_What needs to be done_
Find the line containing "Drop a pin on every instance of the courtyard" in the material below; copy that line and all following lines exactly.

-- Begin Records for this task --

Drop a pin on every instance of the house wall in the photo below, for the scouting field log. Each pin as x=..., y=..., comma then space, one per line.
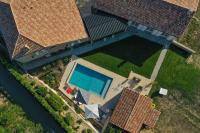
x=45, y=52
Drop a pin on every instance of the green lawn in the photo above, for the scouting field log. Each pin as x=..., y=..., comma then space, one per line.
x=175, y=73
x=133, y=53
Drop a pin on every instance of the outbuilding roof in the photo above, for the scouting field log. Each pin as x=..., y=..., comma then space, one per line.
x=189, y=4
x=36, y=24
x=133, y=110
x=101, y=25
x=48, y=22
x=168, y=16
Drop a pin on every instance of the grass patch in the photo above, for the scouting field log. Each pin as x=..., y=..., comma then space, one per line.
x=191, y=37
x=49, y=100
x=51, y=73
x=175, y=73
x=134, y=54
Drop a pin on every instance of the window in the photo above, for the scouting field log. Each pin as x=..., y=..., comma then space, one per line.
x=141, y=27
x=170, y=38
x=130, y=23
x=156, y=33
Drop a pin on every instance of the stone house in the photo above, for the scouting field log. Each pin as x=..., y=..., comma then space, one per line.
x=37, y=29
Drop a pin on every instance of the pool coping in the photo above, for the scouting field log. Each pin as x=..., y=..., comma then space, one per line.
x=105, y=89
x=113, y=92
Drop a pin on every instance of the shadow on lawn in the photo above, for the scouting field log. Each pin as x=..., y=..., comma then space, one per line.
x=134, y=49
x=180, y=51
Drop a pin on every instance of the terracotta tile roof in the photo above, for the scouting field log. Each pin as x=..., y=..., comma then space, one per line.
x=133, y=110
x=48, y=22
x=189, y=4
x=8, y=27
x=157, y=14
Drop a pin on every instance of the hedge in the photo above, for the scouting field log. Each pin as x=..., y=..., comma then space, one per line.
x=27, y=83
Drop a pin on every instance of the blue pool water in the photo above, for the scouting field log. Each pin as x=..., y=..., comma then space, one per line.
x=90, y=80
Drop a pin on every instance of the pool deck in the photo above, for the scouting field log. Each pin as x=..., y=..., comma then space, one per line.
x=110, y=99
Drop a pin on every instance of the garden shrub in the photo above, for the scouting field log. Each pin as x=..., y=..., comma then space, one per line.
x=89, y=130
x=51, y=104
x=79, y=121
x=55, y=102
x=42, y=91
x=78, y=109
x=69, y=119
x=65, y=108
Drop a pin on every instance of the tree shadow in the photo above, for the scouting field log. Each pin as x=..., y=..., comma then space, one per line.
x=180, y=51
x=134, y=49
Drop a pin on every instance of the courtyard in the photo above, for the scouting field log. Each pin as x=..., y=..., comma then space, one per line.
x=111, y=92
x=132, y=54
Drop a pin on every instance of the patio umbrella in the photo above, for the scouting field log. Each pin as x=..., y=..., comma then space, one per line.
x=92, y=111
x=82, y=96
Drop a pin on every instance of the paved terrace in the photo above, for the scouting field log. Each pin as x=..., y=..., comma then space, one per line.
x=117, y=85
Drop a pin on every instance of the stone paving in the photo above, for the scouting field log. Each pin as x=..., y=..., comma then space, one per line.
x=108, y=102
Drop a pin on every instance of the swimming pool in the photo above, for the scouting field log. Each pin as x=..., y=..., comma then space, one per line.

-- End Records for this task --

_Answer for the task_
Drop a pin on every instance of the courtyard in the photo above, for the scouting field log. Each pin as x=..., y=..., comma then space, one per line.
x=111, y=92
x=132, y=54
Drop a pin on every instance of the patio umbrella in the photo above, for the scouting field log. Each pin as x=..., y=..., comma then space, one per line.
x=92, y=111
x=82, y=96
Drop a pin on every instance of the paved terrace in the photo above, for the scouting field log. Each pin as x=..., y=..., comma then space, one per line.
x=117, y=85
Drop a pin on every instance of the stone paving in the photo above, for the scouting field log. Each pin as x=..., y=..., comma then space, one per line.
x=108, y=102
Drop a pin on every instance of the swimming pool in the photo above, for the scouting field log. Each pin as x=..., y=..., comma then space, one per line.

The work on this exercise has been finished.